**Instruction 1:**
Copy out everything in the listing from its start down to the line that contains "point(207, 353)", with both ends included, and leave the pictures out.

I did search the forum, though not with Google. I did a broader internet search looking for any bad mention of this service, but I didn't find one. Someone pm'd to help me out the other day, my suspicions were confirmed.

As for discussing it publicly, I noted at least one other forum member who used the same service, so I don't feel it's my place to tear them down. My advice to anyone reading this is to ignore any and all email solicitations, even if their site looks legitimate, even if you can't find any dirt on them. Whatever they're offering you, you can get it somewhere else.


----------



## ImaWriter (Aug 12, 2015)

StephenBrennan said:


> I did search the forum, though not with Google. I did a broader internet search looking for any bad mention of this service, but I didn't find one. Someone pm'd to help me out the other day, my suspicions were confirmed.
> 
> As for discussing it publicly, I noted at least one other forum member who used the same service, so I don't feel it's my place to tear them down. My advice to anyone reading this is to ignore any and all email solicitations, even if their site looks legitimate, even if you can't find any dirt on them. Whatever they're offering you, you can get it somewhere else.


How would you be tearing someone down by saying YOU had a bad experience with X? The experiences are independent of each other, and what you would be doing is providing others with another data point that could help in their decision making process.

Telling people to ignore all emails is not the answer, because we often do get legit solicitations. What everyone really needs to do is some due diligence. You adding your experience aids them in doing that.


----------



## StephenBrennan (Dec 21, 2012)

ImaWriter said:


> How would you be tearing someone down by saying YOU had a bad experience with X? The experiences are independent of each other, and what you would be doing is providing others with another data point that could help in their decision making process.
> 
> Telling people to ignore all emails is not the answer, because we often do get legit solicitations. What everyone really needs to do is some due diligence. You adding your experience aids them in doing that.


*Sigh* Fine. If only because somebody else will wind up doing it eventually. The culprit is "Red Headed Book Lover Blog". On the surface it really did look legitimate, so when she offered to review my book for a fee, and I couldn't find any negative comments anywhere online, I decided to chance it.

To be clear, the expectation was not "pay a fee, get a positive review". She claimed to have already read the Amazon preview and liked what she saw, and I have confidence in the quality of my work, so I anticipated that whatever she came up with would be reasonably positive.

The person was highly communicative and enthusiastic, so I didn't have much cause for suspicion. Unfortunately, when she finally posted the review, it was painfully obvious that she never read the damned book  It was a few paragraphs of gushing compliments and shallow tidbits of information easily obtained from the Amazon page. Also, my dashboard didn't register any sales during the period when she would have downloaded it.

**Data rows:**
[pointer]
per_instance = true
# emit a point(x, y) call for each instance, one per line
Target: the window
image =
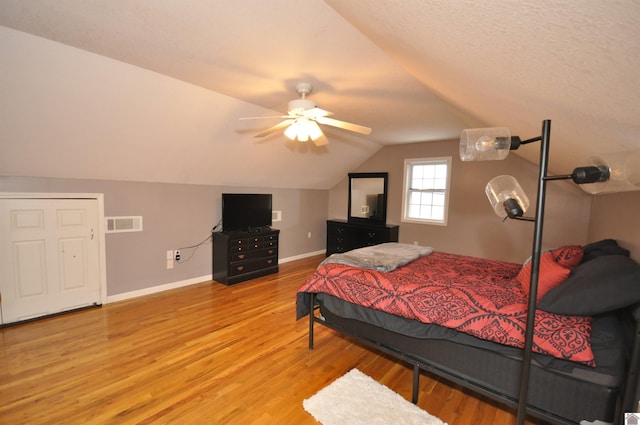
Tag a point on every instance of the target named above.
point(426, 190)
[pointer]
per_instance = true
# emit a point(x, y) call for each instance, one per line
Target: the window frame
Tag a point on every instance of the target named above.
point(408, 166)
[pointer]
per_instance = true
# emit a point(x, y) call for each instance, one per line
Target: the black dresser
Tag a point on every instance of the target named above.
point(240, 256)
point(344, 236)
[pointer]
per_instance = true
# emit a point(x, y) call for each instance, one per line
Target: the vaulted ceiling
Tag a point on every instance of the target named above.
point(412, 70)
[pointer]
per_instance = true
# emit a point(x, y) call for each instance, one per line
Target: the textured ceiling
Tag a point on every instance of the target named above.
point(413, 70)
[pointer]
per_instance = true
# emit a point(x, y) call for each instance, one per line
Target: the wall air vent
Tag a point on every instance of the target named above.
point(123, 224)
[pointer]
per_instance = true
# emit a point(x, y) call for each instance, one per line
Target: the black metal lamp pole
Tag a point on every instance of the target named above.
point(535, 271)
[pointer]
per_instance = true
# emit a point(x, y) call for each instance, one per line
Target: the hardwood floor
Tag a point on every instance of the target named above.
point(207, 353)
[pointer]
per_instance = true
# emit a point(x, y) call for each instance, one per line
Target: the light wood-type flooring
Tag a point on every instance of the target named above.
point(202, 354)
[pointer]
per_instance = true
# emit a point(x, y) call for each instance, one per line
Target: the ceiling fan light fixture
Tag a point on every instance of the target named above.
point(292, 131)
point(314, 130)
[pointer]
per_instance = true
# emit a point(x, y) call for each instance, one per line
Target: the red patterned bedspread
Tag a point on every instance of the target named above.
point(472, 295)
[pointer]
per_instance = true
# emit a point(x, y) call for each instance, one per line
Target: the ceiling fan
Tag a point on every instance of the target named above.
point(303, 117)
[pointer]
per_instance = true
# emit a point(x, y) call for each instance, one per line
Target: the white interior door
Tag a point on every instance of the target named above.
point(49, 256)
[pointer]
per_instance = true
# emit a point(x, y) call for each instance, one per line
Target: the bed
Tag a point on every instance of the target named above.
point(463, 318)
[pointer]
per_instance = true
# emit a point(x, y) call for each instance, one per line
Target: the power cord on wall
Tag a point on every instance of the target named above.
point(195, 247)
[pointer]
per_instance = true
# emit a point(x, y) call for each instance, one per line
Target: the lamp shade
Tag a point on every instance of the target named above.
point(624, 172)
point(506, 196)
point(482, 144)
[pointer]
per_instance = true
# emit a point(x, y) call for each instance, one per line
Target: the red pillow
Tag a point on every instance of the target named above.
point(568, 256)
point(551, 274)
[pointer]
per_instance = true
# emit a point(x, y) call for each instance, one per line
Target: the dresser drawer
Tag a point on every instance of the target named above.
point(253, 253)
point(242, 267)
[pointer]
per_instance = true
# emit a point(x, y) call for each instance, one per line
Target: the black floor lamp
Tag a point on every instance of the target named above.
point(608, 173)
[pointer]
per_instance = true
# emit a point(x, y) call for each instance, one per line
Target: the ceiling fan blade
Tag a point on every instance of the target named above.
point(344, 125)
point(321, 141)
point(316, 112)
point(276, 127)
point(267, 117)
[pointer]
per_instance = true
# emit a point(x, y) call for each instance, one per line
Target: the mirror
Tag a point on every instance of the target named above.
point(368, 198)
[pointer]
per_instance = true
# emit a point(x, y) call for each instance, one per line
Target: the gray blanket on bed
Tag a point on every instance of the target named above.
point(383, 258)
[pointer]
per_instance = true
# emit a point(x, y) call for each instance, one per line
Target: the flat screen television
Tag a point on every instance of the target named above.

**Instruction 2:**
Does the forum thread agree with each statement below? Answer yes or no for each and quote the words that decide it.
(a) StephenBrennan found negative comments about the service online before paying for the review.
(b) The reviewer said she had already read the Amazon preview.
(c) ImaWriter agrees that people should ignore all email solicitations.

**Exercise output 1:**
[pointer]
per_instance = true
# emit a point(x, y) call for each instance, one per line
Target: the window
image =
Tag a point on every instance of the target named above.
point(426, 190)
[pointer]
per_instance = true
# emit a point(x, y) call for each instance, one per line
Target: the window frame
Tag a point on every instance of the target named above.
point(408, 166)
[pointer]
per_instance = true
# emit a point(x, y) call for each instance, one per line
Target: the black dresser
Tag a point on every instance of the target named above.
point(240, 256)
point(344, 236)
[pointer]
per_instance = true
# emit a point(x, y) call for each instance, one per line
Target: the vaulted ceiling
Tag a point on every instance of the target named above.
point(412, 70)
[pointer]
per_instance = true
# emit a point(x, y) call for each instance, one per line
Target: the textured ceiling
Tag a point on every instance of the target named above.
point(413, 70)
[pointer]
per_instance = true
# emit a point(x, y) call for each instance, one per line
Target: the wall air vent
Tag a point on every instance of the target named above.
point(123, 224)
[pointer]
per_instance = true
# emit a point(x, y) call for each instance, one per line
Target: the black metal lamp pole
Tag a point on every instance of the target named above.
point(535, 271)
[pointer]
per_instance = true
# emit a point(x, y) call for each instance, one per line
Target: the hardwood floor
Tag a point on every instance of the target named above.
point(207, 353)

**Exercise output 2:**
(a) No: "I couldn't find any negative comments anywhere online"
(b) Yes: "She claimed to have already read the Amazon preview and liked what she saw"
(c) No: "Telling people to ignore all emails is not the answer, because we often do get legit solicitations."